* Start *

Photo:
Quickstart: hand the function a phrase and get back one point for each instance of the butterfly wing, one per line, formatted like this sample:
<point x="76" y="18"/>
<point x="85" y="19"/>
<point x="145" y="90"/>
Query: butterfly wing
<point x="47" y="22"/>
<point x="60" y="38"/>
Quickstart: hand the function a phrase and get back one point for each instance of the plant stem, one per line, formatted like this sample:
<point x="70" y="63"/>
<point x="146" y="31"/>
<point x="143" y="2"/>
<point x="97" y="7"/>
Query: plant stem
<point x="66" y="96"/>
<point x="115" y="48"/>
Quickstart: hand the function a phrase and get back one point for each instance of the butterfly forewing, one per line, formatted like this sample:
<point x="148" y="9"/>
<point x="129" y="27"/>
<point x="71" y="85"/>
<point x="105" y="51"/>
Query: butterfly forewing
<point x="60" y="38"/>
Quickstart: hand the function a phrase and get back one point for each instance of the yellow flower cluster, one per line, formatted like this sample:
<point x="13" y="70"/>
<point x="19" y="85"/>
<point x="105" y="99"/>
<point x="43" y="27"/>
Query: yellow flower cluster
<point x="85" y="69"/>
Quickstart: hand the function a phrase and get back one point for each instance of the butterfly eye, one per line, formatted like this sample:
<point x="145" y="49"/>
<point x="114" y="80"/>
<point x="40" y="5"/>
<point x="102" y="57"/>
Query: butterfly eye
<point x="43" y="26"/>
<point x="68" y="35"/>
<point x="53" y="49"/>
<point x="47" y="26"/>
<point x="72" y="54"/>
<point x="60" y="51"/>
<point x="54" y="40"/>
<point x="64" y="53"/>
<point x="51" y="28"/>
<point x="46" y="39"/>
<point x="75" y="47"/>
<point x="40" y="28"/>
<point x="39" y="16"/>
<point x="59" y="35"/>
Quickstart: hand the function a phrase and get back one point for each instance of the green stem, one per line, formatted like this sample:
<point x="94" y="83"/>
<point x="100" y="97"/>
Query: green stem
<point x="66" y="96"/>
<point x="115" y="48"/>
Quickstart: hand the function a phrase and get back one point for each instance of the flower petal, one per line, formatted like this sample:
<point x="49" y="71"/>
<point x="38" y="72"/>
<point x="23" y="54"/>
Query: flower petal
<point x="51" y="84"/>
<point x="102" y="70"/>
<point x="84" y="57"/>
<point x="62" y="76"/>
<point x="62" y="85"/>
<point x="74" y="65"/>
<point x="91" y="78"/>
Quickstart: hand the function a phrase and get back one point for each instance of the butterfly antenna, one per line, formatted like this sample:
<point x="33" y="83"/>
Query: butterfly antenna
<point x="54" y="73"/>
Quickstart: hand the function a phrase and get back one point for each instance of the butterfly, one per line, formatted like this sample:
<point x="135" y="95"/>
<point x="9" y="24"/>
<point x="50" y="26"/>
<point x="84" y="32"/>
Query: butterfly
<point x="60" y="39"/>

* End *

● What this task involves: Starting with the line that contains "the butterfly, one" and going on through the last of the lines above, write those lines out again, requests included. Scale every x and y coordinate in the answers by 1.15 and round to whole numbers, rounding halves up, while leaving the requests and their sample points unchanged.

● The reply:
Quickstart: hand the function a phrase and get back one point for each instance of the butterfly, one per line, formatted like this sample:
<point x="135" y="95"/>
<point x="9" y="24"/>
<point x="50" y="26"/>
<point x="84" y="32"/>
Query: butterfly
<point x="69" y="45"/>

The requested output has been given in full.